- Task statement
Continue the passage on the Lisboa wine region of Portugal, starting right after its final sentence.

Lisboa, until 2009 named Estremadura, is a Portuguese wine region covering the same areas as the Estremadura region, and taking its name from the country's capital. The region is classified as a Vinho Regional (VR), a designation similar to a French vin de pays region. While the Beiras and Alentejo VRs are largest geographically, the Lisboa region is Portugal's largest producer of wine by volume. The region stretches from Lisbon along the Atlantic coast to the Bairrada DOC.

In early 2009, the region was renamed from Estremadura to Lisboa to avoid confusion with the Spanish wine region Extremadura and to capitalize on the internationally well-known name of the country's capital.

- Data records

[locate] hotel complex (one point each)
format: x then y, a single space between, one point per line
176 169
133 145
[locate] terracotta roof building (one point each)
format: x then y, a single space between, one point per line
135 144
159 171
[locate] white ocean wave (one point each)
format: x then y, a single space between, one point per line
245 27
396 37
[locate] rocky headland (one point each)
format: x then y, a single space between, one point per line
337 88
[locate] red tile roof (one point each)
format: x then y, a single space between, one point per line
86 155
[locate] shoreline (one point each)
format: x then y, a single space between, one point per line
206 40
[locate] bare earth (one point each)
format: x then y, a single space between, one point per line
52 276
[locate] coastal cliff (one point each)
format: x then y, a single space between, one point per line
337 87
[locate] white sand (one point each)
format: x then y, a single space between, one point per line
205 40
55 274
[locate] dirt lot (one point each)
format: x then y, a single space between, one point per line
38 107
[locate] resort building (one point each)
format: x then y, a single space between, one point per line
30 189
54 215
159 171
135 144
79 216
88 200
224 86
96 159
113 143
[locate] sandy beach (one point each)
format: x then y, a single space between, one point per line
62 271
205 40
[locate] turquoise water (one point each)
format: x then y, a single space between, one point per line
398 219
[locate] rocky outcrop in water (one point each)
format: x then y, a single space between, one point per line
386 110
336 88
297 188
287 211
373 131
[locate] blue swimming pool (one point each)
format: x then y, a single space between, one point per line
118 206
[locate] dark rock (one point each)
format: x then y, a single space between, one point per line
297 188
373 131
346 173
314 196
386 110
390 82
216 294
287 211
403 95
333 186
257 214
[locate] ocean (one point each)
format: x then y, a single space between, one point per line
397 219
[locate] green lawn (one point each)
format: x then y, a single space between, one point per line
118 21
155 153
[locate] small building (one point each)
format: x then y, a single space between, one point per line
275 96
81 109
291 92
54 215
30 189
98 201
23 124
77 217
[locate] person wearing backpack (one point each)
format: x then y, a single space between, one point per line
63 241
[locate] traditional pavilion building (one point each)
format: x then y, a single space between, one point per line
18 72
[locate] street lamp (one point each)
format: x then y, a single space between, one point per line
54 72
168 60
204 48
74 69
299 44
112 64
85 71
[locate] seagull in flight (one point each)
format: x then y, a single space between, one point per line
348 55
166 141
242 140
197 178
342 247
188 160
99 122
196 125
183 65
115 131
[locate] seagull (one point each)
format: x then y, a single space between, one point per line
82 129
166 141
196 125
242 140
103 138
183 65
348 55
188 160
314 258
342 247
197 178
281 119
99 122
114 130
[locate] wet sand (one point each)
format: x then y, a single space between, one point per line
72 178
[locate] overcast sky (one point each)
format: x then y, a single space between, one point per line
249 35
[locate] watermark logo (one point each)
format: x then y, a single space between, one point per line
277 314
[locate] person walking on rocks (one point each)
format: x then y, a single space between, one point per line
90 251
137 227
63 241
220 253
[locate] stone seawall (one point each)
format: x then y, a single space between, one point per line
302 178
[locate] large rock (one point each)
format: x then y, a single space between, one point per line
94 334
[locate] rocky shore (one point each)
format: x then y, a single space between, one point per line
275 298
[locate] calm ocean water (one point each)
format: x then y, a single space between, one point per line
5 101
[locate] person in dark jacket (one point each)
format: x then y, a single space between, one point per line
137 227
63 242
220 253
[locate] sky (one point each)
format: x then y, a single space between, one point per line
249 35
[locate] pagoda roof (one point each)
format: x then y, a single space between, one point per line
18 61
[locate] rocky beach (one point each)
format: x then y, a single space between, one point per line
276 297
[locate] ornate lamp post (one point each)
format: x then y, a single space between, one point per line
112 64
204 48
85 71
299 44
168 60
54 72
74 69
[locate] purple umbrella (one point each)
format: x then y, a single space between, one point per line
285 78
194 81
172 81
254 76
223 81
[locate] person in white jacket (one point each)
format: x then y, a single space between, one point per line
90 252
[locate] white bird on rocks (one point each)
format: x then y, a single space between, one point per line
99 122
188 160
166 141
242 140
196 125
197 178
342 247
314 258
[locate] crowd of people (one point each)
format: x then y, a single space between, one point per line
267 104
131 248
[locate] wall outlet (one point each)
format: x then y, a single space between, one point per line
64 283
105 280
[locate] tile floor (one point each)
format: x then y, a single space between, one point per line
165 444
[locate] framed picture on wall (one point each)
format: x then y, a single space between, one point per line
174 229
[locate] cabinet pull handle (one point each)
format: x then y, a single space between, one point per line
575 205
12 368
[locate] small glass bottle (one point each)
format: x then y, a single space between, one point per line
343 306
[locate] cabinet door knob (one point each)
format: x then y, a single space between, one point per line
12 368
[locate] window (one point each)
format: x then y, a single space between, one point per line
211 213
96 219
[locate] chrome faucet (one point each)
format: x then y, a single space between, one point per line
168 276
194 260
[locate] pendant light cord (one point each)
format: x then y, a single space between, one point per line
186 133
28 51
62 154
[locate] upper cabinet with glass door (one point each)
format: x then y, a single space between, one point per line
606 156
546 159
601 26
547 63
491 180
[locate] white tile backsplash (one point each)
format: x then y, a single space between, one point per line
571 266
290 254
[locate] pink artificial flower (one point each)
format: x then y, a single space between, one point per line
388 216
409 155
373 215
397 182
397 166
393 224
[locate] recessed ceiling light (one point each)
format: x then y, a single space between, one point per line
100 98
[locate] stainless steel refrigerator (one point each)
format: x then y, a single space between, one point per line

- Expected output
==Wine regions==
Within the Lisboa region there are 9 subregions at the DOC level.

- Alenquer DOC
- Arruda DOC
- Bucelas DOC
- Carcavelos DOC
- Colares DOC
- Óbidos DOC
- Torres Vedras DOC
- Encostas d'Aire DOC-Overlaps into the Beiras VR
- Lourinhã DOC

==Grapes==
The principle grapes of the Lisboa region includes Alfrocheiro Preto, Antão Vaz, Arinto, Baga, Bastardo, Borrado das Moscas, Cabernet Sauvignon, Camarate, Chardonnay, Sercial, Fernão Pires, Graciano, Jampal, Malvasia, Moreto, Periquita, Rabo de Ovelha, Ramisco, Tamarez, Tinta Amarela, Trincadeira das Pratas, Ugni blanc and Vital.